§ Task details:
In the entries below, find the line containing "# point at: deep". Copy it and all lines after it, exactly, through the end.

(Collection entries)
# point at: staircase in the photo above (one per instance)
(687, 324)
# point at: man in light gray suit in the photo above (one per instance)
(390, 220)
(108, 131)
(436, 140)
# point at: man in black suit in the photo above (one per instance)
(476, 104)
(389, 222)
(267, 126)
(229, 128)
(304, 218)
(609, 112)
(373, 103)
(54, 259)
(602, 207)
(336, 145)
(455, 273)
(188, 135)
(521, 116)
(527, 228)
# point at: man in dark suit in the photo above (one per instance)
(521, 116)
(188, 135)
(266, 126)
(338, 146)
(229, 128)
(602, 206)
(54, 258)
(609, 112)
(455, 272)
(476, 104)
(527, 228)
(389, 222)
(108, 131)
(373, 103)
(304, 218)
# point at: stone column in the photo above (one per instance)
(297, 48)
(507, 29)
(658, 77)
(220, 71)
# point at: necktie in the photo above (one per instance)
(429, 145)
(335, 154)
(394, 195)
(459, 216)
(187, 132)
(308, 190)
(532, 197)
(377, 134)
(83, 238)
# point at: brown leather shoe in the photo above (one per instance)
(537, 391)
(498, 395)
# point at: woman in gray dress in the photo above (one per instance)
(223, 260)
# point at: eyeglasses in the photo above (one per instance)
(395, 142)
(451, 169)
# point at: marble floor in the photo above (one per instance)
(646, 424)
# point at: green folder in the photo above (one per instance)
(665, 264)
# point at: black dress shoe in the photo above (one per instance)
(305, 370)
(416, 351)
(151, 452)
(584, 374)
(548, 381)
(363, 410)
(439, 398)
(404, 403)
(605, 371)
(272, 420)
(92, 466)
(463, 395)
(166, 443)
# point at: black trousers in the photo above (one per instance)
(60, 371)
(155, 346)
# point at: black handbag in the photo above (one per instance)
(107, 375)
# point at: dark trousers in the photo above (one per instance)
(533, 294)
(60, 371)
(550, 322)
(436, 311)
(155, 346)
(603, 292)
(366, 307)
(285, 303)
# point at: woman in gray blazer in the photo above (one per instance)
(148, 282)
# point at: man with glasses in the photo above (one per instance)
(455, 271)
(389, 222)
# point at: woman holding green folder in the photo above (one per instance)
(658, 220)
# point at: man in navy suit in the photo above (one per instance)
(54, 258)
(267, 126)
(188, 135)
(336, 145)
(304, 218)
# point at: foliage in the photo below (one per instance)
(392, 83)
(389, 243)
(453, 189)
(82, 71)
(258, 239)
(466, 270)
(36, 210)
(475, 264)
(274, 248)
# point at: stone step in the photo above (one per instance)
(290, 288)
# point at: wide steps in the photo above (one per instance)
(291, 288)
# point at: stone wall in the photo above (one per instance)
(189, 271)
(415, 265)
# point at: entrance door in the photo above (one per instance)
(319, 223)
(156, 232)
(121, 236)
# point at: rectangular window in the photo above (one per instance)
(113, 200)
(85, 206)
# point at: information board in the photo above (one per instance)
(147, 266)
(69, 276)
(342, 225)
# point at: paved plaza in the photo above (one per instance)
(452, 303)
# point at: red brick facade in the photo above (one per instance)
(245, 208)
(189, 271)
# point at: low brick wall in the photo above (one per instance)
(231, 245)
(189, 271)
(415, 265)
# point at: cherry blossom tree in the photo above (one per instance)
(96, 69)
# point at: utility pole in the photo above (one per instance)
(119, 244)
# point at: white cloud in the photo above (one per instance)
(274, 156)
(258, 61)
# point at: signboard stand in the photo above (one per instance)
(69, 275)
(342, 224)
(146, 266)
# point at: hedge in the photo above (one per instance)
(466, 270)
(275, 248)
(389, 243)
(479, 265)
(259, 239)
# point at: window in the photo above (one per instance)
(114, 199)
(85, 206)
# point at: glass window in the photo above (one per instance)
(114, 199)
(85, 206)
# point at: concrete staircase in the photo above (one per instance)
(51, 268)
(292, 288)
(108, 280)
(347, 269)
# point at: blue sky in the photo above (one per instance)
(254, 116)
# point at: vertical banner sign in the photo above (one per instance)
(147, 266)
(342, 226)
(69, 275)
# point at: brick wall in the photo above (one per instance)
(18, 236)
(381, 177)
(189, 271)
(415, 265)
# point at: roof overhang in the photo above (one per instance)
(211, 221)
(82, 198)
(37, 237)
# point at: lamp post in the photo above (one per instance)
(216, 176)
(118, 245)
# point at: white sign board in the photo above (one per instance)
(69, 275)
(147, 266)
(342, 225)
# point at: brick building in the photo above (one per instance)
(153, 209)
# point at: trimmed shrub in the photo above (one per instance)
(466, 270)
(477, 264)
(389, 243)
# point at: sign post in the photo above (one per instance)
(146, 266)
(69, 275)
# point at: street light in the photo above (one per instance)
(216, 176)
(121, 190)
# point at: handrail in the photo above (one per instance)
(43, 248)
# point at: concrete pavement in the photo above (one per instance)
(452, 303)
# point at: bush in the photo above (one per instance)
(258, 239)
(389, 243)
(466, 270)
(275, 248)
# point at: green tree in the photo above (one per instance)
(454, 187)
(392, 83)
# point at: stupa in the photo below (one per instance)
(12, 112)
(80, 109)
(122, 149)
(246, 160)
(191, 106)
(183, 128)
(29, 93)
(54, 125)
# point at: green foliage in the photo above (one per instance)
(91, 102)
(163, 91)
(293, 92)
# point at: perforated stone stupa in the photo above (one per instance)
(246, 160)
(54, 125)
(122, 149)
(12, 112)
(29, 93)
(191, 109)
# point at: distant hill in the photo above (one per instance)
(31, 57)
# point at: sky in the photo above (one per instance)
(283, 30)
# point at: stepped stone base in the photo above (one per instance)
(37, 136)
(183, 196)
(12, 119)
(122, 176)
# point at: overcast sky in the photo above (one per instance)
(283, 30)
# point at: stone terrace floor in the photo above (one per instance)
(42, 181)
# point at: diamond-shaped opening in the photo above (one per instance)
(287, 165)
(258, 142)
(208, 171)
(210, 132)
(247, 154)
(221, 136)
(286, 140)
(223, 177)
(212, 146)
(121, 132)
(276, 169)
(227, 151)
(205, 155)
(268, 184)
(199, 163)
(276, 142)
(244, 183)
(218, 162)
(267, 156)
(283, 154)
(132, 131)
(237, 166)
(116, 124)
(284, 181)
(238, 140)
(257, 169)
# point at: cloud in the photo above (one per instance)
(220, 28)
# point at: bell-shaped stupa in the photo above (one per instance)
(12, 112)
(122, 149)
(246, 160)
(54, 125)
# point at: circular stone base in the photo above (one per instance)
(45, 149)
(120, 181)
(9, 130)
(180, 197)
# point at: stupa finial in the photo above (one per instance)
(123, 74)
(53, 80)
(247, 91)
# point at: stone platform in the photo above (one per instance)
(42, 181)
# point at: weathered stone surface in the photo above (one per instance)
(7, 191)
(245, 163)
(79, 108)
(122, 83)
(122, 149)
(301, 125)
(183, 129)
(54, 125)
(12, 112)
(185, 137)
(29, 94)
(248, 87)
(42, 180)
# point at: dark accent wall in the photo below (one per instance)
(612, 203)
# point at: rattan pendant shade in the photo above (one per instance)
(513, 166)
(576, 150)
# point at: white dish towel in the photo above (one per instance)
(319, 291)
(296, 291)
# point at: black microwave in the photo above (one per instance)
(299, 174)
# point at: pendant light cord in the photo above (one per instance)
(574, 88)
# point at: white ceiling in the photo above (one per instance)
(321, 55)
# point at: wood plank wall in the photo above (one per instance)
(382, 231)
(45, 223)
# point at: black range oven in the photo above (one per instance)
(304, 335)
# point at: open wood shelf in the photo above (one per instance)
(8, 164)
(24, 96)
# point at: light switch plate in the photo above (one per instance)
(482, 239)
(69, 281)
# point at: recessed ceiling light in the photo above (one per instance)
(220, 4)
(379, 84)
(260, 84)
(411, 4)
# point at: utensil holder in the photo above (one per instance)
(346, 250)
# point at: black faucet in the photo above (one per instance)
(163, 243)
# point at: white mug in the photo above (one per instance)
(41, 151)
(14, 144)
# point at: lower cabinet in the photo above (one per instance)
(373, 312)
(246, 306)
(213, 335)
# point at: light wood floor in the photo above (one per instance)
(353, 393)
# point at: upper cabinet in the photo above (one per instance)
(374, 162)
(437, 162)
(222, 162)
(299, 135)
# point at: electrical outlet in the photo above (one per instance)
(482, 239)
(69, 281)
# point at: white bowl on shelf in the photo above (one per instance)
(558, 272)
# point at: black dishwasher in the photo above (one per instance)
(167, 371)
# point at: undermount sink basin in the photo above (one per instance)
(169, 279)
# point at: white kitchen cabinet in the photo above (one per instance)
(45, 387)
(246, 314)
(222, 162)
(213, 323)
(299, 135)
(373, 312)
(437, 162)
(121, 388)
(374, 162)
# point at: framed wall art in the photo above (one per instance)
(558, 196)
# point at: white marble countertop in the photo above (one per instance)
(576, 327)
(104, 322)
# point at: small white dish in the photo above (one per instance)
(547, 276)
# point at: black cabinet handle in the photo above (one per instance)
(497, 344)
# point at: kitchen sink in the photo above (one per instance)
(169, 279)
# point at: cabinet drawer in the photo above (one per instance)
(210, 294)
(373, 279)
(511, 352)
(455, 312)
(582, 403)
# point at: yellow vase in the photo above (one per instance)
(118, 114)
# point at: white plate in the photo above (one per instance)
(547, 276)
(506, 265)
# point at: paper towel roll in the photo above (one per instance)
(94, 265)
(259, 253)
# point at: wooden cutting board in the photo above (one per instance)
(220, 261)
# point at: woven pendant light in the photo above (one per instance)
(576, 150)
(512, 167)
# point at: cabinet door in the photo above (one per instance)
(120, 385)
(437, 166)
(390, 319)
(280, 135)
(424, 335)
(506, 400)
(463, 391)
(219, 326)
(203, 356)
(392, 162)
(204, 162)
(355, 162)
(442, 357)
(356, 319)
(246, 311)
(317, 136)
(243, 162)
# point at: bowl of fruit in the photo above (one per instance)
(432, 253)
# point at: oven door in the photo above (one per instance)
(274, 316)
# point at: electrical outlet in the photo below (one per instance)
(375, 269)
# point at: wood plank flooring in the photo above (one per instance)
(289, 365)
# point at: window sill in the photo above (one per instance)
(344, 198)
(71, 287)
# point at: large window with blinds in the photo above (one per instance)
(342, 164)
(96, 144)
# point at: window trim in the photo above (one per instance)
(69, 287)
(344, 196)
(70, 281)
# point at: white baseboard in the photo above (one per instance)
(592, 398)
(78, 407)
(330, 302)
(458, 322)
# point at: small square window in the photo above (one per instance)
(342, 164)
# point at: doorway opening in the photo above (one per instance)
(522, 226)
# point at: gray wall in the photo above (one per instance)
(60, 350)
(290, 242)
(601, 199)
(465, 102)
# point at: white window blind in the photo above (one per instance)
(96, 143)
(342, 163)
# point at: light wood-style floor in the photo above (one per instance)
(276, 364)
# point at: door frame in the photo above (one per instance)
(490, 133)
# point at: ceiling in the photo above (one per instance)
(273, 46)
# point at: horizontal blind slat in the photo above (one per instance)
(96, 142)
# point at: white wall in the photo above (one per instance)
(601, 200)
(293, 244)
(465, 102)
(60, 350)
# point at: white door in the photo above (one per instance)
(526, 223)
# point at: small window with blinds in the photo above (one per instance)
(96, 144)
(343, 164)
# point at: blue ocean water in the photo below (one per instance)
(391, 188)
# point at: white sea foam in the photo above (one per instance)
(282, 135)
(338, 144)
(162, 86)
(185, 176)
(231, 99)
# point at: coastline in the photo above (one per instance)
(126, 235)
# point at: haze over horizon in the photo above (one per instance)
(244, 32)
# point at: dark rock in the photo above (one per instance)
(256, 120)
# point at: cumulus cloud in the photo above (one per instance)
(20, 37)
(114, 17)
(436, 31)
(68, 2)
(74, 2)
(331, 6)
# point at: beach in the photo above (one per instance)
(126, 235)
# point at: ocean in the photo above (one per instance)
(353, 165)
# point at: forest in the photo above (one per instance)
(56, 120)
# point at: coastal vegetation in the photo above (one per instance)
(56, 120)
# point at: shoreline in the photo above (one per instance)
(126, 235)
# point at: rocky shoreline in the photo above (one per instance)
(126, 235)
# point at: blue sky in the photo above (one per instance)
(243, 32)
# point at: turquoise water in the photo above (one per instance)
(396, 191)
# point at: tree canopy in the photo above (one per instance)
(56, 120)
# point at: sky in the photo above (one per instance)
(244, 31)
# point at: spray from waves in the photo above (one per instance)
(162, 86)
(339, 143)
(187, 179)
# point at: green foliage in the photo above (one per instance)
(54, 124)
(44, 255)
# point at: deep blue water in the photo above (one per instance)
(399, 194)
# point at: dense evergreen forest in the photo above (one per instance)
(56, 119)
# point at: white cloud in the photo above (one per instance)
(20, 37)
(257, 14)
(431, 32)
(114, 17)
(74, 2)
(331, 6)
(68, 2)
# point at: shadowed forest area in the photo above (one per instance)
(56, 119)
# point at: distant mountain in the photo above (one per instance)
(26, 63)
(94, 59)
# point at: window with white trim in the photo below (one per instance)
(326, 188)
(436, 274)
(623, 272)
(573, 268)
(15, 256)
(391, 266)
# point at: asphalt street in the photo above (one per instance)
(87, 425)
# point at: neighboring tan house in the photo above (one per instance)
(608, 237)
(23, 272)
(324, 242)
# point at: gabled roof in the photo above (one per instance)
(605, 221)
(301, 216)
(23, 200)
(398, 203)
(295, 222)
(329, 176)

§ Response to the task:
# point at: deep blue water in the photo above (one per instance)
(399, 194)
# point at: dense evergreen forest in the photo above (one per instance)
(56, 119)
# point at: white cloud in the photo above (one per instance)
(20, 37)
(257, 14)
(431, 32)
(114, 17)
(74, 2)
(331, 6)
(68, 2)
# point at: shadowed forest area in the photo above (one per instance)
(56, 119)
# point at: distant mountain in the photo above (one per instance)
(26, 63)
(94, 59)
# point at: window with white trim in the photo below (one per instance)
(326, 188)
(436, 274)
(623, 272)
(573, 268)
(15, 256)
(391, 266)
# point at: asphalt street in the photo above (one per instance)
(87, 425)
# point at: neighboring tan house in the photo above (one per instance)
(608, 237)
(23, 272)
(324, 242)
# point at: gabled roof in the photo above (one per instance)
(605, 221)
(301, 216)
(23, 200)
(398, 203)
(295, 222)
(329, 176)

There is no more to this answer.